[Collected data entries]
^^^^^^^^^^^^^^^^
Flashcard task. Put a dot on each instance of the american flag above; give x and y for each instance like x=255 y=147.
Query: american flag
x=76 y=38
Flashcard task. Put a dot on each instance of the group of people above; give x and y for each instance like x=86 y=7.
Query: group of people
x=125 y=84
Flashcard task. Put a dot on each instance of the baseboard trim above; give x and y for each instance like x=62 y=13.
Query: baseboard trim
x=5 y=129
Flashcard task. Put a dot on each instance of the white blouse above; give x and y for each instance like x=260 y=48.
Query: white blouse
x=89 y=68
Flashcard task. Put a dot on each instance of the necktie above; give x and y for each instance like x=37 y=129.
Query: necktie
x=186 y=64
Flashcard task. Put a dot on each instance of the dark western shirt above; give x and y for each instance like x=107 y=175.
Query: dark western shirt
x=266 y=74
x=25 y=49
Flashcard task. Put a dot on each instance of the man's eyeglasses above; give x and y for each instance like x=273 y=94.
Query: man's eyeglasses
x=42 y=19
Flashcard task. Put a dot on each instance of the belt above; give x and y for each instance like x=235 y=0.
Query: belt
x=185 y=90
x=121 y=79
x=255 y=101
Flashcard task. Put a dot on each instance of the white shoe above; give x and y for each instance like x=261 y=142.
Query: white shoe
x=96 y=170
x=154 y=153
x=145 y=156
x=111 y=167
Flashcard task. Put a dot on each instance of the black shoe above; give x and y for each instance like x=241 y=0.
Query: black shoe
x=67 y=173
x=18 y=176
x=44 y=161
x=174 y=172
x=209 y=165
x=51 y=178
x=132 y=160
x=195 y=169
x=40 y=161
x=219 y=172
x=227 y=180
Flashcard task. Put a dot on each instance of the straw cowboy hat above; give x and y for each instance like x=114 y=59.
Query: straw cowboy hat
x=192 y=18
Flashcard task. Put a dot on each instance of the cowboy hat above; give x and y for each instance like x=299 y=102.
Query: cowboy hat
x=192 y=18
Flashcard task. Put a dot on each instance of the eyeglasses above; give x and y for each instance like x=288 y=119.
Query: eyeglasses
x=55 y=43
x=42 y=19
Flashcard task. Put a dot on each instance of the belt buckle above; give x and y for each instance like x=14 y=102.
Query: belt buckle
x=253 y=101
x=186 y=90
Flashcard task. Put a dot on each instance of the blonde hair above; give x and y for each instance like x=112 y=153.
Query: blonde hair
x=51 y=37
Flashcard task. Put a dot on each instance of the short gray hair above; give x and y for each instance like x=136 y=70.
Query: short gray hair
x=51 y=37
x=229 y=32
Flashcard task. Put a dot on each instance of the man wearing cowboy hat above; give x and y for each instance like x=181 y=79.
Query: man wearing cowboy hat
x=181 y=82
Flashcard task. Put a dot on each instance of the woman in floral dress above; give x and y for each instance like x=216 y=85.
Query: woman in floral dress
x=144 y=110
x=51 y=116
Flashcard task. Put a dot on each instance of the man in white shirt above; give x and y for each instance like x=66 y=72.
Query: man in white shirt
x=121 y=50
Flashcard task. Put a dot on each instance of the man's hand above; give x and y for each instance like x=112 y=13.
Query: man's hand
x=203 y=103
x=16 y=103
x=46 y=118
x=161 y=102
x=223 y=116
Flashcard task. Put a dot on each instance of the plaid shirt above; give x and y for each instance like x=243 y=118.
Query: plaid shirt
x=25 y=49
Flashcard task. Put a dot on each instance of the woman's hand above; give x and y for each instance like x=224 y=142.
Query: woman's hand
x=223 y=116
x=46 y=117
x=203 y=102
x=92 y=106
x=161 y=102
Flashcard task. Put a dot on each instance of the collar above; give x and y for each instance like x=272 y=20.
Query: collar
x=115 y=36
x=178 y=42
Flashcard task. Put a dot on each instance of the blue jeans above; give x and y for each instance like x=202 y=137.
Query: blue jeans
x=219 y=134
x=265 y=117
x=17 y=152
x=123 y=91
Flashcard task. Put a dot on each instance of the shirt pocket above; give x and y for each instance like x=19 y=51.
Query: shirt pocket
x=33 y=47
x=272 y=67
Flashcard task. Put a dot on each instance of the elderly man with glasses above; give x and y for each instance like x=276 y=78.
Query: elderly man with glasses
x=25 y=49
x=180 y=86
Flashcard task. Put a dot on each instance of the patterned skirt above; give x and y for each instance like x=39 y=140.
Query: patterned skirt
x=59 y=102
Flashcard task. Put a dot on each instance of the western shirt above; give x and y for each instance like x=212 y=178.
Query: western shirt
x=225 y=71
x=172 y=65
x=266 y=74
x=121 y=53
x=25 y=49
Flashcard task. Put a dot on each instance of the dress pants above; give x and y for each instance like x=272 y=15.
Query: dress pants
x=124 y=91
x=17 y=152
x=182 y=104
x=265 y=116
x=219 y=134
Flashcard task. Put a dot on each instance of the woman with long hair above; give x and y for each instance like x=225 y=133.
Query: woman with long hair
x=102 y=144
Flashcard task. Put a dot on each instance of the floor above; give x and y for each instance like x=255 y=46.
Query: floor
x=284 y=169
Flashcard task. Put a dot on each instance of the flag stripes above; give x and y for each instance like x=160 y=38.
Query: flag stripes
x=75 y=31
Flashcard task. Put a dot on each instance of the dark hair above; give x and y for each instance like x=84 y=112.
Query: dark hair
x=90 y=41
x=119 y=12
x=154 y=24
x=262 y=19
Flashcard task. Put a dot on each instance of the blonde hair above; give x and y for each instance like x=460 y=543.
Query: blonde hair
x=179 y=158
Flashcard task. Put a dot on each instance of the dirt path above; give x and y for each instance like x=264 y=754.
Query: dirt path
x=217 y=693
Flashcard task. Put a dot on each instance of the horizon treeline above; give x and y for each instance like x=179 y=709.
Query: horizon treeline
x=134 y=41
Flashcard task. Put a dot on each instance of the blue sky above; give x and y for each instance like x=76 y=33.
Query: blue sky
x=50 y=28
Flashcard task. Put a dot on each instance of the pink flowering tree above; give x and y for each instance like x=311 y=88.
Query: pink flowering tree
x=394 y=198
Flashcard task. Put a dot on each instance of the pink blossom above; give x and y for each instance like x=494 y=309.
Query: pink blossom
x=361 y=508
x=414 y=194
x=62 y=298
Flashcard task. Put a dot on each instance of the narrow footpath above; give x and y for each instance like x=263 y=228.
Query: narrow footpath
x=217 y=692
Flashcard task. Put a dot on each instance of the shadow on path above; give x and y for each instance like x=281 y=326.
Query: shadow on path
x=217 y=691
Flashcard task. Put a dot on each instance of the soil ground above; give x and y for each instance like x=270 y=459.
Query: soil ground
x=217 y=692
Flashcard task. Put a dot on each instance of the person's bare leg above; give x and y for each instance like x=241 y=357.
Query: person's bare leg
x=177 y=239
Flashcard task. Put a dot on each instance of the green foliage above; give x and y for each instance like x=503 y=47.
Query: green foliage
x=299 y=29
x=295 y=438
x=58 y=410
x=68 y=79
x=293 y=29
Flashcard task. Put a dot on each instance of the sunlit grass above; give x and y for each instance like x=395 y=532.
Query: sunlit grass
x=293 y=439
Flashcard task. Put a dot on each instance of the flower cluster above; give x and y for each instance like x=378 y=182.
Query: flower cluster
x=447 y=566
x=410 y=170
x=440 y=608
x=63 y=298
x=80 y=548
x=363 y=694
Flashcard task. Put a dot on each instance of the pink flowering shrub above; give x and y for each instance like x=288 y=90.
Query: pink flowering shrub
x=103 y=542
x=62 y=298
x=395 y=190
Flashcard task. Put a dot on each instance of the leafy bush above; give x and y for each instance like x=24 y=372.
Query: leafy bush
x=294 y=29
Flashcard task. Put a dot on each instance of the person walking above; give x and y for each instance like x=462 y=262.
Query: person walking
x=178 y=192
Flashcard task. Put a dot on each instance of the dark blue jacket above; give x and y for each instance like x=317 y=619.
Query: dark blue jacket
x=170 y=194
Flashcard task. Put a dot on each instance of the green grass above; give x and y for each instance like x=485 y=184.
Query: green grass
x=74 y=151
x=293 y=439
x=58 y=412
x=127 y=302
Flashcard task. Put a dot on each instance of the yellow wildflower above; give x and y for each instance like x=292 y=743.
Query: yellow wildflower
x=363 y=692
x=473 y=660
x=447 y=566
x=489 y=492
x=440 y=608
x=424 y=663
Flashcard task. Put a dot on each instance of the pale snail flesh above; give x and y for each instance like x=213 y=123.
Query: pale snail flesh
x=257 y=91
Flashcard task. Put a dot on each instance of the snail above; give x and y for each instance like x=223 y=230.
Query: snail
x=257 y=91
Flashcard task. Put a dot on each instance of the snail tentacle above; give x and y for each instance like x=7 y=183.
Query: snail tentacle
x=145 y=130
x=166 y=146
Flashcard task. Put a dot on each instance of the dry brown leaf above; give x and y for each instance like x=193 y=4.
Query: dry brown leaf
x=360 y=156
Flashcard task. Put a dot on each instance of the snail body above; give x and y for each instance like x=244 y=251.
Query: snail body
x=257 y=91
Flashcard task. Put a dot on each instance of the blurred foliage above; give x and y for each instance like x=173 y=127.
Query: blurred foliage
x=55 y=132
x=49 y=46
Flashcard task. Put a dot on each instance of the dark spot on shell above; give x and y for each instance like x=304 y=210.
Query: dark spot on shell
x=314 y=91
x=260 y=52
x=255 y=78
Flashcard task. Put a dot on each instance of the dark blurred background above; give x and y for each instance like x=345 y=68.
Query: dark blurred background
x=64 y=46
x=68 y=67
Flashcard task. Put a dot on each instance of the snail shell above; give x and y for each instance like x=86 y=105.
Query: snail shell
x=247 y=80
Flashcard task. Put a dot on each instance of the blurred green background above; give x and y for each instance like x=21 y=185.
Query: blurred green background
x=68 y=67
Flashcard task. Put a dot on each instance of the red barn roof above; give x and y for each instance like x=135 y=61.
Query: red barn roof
^^^^^^^^^^^^^^^^
Stated exercise
Could you retype, word for word, the stretch of rows from the line containing "Flashcard task. Put a dot on each instance of the red" through the end of the rows?

Written response
Flashcard task. Put a dot on each instance of the red barn roof above; give x and y for each instance like x=135 y=61.
Query: red barn roof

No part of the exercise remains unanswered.